[Opening Excerpted text section]
Charles Jenkins spent 40 years as a North Korean prisoner after defecting from the U.S. Army in 1965.
U.S. sergeant Charles Jenkins, who defected to North Korea in the 1960s and was held prisoner in Pyongyang for 40 years, has died. Jenkins was 77 and living in Japan where he had settled with his family after being released from North Korea in 2004.
In 1965, the United States was smack dab in the middle of the Vietnam War. Soldiers who were stationed in the Demilitarized Zone (DMZ) between North and South Korea began to fear that they would be sent to Vietnam.
Four soldiers, clearly very scared at the prospect of active duty, decided that rather than face the potentially life-threatening conditions in Vietnam, they would cross the DMZ, and defect to the North Koreans.
Given what we know now, that seems like a bad choice.
According to Jenkins, the original plan was to surrender to the North Koreans and then seek asylum with the Russian embassy. There, they hoped, they would be deported to the soviet union, and eventually the United States in a prisoner exchange.
So, on one night in January, when Jenkins was just 24 years old, the foursome tossed back a few beers and walked across the DMZ.
However, their plan went awry.
Russia refused to grant the four asylum and instead turned them back over to the North Koreans, who held them as prisoners. As captives, they were forced to live in confinement, in a one-room house with no running water, for seven years before being let out.
But, their struggles were far from over. Though they were no longer forced to live in quarantine, they were forced to spend their days studying the Juche philosophy of then-leader Kim Il-sung. They were also forced to memorize large portions of Kim’s teachings in Korean and were often beaten by guards if they did not comply.
Eventually, the men were split up, and Jenkins was sent to the Pyongyang University of Foreign Studies to teach English. There, he met Hitomi Soga, a 21-year-old Japanese nursing student, who had been abducted from Japan a few years prior. She had been picked up as part of a raid by North Korean soldiers to find Japanese citizens who could teach North Korean spies about Japanese language and culture.
[Closing Excerpted text section]
[Opening Record excerpts section]
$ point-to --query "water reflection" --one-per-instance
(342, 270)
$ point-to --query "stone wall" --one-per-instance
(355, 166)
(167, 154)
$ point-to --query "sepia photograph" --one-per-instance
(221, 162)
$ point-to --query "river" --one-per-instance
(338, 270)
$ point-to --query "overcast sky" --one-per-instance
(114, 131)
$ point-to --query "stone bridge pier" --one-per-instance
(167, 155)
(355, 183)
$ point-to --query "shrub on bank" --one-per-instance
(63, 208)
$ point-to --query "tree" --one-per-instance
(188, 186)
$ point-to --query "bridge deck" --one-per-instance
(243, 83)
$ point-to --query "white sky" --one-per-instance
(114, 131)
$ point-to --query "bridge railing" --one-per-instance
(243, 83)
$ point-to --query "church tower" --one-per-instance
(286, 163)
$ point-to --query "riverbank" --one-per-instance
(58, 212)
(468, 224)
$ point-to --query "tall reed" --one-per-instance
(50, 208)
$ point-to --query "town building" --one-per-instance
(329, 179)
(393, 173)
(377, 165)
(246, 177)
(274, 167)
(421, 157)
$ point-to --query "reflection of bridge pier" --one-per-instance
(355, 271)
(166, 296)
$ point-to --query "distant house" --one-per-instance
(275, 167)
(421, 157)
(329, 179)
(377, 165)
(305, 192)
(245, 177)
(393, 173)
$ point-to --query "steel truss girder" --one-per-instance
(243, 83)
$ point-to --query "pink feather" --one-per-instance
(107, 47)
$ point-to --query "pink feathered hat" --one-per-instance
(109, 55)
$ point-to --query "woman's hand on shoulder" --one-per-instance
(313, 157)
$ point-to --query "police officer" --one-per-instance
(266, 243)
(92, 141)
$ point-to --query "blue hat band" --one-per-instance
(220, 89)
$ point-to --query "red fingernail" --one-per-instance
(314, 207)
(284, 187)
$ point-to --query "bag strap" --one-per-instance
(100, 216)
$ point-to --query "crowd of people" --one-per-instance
[Closing Record excerpts section]
_Actions to take_
1. Print the passage of the article about Charles Jenkins that opens with the words containing "But, their struggles" and closes with "language and culture.".
2. In the article about Charles Jenkins, what was Hitomi Soga studying when Jenkins met her?
3. Pick up the article about Charles Jenkins after its final sentence and carry it forward.

_Answers for each item_
1.
But, their struggles were far from over. Though they were no longer forced to live in quarantine, they were forced to spend their days studying the Juche philosophy of then-leader Kim Il-sung. They were also forced to memorize large portions of Kim’s teachings in Korean and were often beaten by guards if they did not comply.
Eventually, the men were split up, and Jenkins was sent to the Pyongyang University of Foreign Studies to teach English. There, he met Hitomi Soga, a 21-year-old Japanese nursing student, who had been abducted from Japan a few years prior. She had been picked up as part of a raid by North Korean soldiers to find Japanese citizens who could teach North Korean spies about Japanese language and culture.

2. She was a nursing student.

3.
Just 38 days after meeting, Soga was given to Charles Jenkins as a gift, and the two were married. Despite their arranged marriage, the pair eventually fell in love and had two daughters together.
In 1982, Jenkins was forced into appearing in a North Korean propaganda film titled Unsung Heroes. For the first time since his desertion, the Western world, and Jenkins’ family got proof that he was alive.
Jenkins claimed that, though he was treated mostly fairly during his time in North Korea, he was occasionally subjected to the horrors that being a North Korean POW came with. He claimed that his captors often beat him, and conducted unnecessary medical procedures on him, including cutting off an Army tattoo without anesthesia.
Finally, in 2002, Charles Jenkins got somewhat of a break. After Kim Jong-il confirmed to the press that North Korea had, in fact, kidnapped Japanese citizens at one point, the Japanese government insisted upon the captives’ return. Soga returned to Japan, but Jenkins and his daughters were forced to remain in North Korea.
Eventually, in 2004, the family was reunited when the North Korean government let Jenkins and his daughters go. Japan ultimately requested a formal pardon for Jenkins, which was denied by the U.S. Jenkins, however, was undeterred, and showed up on Sept. 11, 2004, to Camp Zuma, for the Patriot Day celebration.
He was court marshaled by the U.S., and after pleading guilty to charges of desertion and aiding the enemy, was sentenced to 30 days confinement, and given a dishonorable discharge. After his imprisonment, he settled back in with his family in his wife’s hometown, on Sado Island in Japan.
Charles Jenkins died a permanent resident of Japan, on December 11, 2017, after publishing two books about his experiences as a North Korean POW.